What this task involves: Reproduce the rows below word for word, starting with the very first one and stopping after the line that contains "xmin=0 ymin=0 xmax=640 ymax=177", which you should include.

— START —

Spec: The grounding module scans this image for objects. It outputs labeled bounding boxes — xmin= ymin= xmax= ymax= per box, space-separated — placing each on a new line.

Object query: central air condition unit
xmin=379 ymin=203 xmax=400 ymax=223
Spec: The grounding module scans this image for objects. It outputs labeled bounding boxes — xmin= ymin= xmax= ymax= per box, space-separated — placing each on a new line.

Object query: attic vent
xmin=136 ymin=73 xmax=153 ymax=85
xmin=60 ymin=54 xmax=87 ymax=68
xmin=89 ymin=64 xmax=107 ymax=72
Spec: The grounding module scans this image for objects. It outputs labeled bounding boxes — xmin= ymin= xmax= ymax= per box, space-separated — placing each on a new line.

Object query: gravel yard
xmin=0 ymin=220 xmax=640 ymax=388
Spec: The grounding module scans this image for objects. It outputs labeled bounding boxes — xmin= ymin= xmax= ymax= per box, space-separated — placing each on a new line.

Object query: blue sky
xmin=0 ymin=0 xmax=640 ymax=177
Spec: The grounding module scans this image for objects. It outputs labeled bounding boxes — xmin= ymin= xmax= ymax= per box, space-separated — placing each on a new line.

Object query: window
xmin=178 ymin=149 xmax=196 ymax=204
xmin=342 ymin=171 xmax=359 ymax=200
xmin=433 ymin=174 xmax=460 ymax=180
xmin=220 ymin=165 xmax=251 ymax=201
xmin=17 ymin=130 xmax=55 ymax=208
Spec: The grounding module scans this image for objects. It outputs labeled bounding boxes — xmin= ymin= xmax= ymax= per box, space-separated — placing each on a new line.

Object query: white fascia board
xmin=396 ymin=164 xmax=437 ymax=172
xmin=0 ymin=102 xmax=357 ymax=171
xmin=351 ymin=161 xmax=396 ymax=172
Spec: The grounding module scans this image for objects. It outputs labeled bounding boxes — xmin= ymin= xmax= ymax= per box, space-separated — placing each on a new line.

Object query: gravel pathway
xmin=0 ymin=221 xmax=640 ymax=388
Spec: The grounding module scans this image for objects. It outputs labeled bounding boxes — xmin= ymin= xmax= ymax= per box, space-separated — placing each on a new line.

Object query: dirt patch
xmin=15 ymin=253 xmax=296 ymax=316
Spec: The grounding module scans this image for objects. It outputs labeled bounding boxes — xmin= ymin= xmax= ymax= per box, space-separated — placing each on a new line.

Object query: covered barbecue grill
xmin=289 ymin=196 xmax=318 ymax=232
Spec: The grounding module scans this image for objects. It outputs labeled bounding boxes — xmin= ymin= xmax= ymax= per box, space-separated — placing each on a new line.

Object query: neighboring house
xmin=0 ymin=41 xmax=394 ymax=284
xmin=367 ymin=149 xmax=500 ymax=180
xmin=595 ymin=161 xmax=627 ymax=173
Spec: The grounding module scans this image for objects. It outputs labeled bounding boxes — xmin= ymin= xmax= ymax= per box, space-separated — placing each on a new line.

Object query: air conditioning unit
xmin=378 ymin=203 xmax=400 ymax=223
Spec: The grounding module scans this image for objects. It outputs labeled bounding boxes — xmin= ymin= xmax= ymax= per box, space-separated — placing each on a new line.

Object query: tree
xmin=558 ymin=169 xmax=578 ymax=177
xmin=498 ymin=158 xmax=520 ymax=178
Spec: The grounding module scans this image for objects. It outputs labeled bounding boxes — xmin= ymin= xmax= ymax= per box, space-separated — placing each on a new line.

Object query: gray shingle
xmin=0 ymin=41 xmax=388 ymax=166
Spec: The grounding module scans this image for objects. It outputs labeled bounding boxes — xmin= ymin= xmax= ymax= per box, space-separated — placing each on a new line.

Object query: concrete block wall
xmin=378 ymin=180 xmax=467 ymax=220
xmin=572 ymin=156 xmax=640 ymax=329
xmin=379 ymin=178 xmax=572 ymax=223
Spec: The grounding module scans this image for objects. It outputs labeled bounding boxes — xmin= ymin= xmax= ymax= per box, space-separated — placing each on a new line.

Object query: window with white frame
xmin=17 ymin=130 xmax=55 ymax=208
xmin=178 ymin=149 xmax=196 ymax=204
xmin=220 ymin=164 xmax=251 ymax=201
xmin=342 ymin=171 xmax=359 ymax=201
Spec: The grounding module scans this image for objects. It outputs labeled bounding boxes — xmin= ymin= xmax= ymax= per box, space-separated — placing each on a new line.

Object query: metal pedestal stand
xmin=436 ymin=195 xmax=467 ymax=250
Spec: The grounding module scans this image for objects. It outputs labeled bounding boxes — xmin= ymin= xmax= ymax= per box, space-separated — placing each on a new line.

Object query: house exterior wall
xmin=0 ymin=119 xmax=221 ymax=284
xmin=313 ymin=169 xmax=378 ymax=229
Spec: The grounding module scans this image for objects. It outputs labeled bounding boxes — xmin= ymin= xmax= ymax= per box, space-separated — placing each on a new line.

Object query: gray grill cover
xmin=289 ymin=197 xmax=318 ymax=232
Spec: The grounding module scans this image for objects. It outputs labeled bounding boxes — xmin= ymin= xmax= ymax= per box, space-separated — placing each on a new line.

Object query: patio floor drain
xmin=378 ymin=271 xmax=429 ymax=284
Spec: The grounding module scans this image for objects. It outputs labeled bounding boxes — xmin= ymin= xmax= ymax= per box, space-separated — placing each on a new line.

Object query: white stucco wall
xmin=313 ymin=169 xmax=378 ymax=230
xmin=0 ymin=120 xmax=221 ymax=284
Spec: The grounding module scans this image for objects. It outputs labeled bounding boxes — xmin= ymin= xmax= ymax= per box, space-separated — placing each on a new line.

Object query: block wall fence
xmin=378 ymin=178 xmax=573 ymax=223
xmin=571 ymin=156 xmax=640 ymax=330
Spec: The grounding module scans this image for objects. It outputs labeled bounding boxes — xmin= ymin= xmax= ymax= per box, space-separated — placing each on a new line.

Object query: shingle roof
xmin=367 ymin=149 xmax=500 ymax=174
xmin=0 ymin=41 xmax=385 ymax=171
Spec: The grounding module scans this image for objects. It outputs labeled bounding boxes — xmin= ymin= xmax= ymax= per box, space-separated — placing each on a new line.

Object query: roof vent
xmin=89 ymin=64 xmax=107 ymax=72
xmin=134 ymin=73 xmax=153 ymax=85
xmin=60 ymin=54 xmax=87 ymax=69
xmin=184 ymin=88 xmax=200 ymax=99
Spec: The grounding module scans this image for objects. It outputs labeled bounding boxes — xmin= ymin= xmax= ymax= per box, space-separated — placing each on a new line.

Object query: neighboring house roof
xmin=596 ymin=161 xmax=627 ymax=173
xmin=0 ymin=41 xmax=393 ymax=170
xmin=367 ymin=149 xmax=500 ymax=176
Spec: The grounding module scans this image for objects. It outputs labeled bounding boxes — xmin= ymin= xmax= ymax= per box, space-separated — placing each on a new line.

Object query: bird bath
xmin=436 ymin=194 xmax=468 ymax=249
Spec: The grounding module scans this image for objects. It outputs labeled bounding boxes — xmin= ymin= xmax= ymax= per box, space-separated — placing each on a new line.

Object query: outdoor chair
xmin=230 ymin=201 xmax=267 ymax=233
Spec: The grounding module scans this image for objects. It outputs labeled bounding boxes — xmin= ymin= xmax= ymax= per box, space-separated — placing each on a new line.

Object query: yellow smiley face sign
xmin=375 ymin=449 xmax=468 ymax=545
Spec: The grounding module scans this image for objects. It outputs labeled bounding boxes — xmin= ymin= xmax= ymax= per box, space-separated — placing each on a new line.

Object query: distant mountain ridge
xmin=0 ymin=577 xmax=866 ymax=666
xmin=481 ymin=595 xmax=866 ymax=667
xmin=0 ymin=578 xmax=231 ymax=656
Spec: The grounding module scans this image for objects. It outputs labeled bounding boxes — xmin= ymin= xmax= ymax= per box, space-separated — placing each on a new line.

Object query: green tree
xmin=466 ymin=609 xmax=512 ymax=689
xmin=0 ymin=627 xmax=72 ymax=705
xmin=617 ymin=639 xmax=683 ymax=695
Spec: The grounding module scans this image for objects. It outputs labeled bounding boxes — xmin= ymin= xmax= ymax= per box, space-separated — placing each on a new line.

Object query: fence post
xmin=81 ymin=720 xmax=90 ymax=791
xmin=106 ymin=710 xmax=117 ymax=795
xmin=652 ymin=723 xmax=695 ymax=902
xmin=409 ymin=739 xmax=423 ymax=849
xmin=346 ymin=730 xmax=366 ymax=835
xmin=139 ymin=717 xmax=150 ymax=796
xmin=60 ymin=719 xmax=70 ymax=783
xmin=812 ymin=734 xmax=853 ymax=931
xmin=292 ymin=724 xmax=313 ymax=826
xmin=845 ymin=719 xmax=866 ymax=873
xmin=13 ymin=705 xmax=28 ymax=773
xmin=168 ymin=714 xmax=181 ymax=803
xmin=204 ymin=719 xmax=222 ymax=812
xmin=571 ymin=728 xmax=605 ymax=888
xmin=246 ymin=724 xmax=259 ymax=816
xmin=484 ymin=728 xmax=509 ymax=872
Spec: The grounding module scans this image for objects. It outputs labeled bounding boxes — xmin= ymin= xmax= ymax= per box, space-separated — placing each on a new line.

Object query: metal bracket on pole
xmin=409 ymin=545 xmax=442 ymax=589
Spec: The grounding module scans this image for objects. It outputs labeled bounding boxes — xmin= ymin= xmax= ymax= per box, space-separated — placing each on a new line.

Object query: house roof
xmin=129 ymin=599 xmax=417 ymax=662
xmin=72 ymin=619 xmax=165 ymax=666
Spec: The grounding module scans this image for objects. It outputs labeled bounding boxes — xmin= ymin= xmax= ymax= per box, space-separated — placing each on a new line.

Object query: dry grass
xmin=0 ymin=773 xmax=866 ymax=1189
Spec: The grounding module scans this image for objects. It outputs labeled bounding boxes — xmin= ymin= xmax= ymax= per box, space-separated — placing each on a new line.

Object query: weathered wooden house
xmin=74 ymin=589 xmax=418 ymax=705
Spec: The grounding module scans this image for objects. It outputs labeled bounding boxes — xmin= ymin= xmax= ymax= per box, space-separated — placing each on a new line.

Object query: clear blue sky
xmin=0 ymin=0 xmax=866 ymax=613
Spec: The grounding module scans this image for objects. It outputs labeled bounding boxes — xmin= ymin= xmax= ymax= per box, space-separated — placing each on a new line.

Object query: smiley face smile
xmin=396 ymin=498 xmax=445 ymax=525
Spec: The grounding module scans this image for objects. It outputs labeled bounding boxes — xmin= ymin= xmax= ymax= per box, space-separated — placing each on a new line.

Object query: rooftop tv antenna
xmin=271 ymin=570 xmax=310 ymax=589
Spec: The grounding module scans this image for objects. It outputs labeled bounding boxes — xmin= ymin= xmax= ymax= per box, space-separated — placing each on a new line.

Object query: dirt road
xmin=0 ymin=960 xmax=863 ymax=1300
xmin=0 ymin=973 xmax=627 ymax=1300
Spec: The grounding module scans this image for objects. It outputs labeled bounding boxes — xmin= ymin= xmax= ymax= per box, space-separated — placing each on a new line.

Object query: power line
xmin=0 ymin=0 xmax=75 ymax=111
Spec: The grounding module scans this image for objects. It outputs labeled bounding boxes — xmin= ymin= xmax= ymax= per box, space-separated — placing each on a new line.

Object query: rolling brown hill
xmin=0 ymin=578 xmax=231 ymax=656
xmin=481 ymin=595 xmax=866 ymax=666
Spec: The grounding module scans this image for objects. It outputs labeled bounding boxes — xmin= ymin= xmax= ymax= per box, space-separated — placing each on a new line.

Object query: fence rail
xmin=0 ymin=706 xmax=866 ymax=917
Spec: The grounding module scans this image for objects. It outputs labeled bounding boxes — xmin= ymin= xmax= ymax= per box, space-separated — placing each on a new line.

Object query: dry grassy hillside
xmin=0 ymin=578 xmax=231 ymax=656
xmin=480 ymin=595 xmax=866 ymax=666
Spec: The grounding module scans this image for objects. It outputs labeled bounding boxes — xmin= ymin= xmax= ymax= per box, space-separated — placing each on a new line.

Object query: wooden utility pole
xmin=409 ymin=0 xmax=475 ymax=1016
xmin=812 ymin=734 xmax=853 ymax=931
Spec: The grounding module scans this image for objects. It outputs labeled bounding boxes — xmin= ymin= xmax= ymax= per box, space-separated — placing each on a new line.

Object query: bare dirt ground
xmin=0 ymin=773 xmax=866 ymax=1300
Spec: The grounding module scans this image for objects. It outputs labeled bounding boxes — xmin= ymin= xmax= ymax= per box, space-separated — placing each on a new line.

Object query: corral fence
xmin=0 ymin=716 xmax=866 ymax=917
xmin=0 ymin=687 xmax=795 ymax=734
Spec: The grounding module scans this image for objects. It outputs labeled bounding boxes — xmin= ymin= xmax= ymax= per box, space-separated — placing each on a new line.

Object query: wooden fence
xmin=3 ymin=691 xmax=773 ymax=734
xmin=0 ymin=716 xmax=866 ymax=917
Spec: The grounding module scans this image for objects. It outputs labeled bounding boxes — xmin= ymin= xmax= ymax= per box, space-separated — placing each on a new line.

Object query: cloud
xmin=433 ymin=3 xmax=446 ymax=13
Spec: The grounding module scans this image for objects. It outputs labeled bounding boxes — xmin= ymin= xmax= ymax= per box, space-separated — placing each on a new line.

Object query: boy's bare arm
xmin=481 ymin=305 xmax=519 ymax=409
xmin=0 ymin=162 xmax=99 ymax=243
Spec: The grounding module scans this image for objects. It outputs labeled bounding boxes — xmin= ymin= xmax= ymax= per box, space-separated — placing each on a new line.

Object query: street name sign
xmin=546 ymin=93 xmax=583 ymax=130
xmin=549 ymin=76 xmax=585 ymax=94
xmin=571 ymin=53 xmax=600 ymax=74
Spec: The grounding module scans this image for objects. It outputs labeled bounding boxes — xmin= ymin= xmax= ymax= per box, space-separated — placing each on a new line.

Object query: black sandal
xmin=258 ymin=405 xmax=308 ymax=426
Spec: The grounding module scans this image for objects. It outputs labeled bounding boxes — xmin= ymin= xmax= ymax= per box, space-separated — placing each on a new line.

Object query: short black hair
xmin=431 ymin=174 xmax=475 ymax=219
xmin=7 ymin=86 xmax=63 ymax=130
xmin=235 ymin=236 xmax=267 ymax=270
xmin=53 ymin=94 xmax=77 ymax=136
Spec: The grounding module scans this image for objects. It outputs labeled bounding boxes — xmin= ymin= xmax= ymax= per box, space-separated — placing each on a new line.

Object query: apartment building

— END —

Task result:
Spec: The grounding module scans this image for objects. It outputs labeled bounding boxes — xmin= ymin= xmax= ymax= per box, space-separated — placing each on a new line.

Object query: central air condition unit
xmin=379 ymin=203 xmax=400 ymax=223
Spec: The grounding module scans this image for objects. It outputs labeled bounding boxes — xmin= ymin= xmax= ymax= per box, space-separated — placing each on a new line.

Object query: attic vent
xmin=136 ymin=73 xmax=153 ymax=85
xmin=60 ymin=54 xmax=87 ymax=68
xmin=89 ymin=64 xmax=107 ymax=72
Spec: The grounding module scans this image for objects. It outputs labeled bounding boxes — xmin= ymin= xmax= ymax= per box, space-separated — placing each on a new line.

Object query: gravel yard
xmin=0 ymin=220 xmax=640 ymax=388
Spec: The grounding module scans this image for objects. It outputs labeled bounding boxes — xmin= ymin= xmax= ymax= per box, space-separated — placing each on a new line.

Object query: blue sky
xmin=0 ymin=0 xmax=640 ymax=177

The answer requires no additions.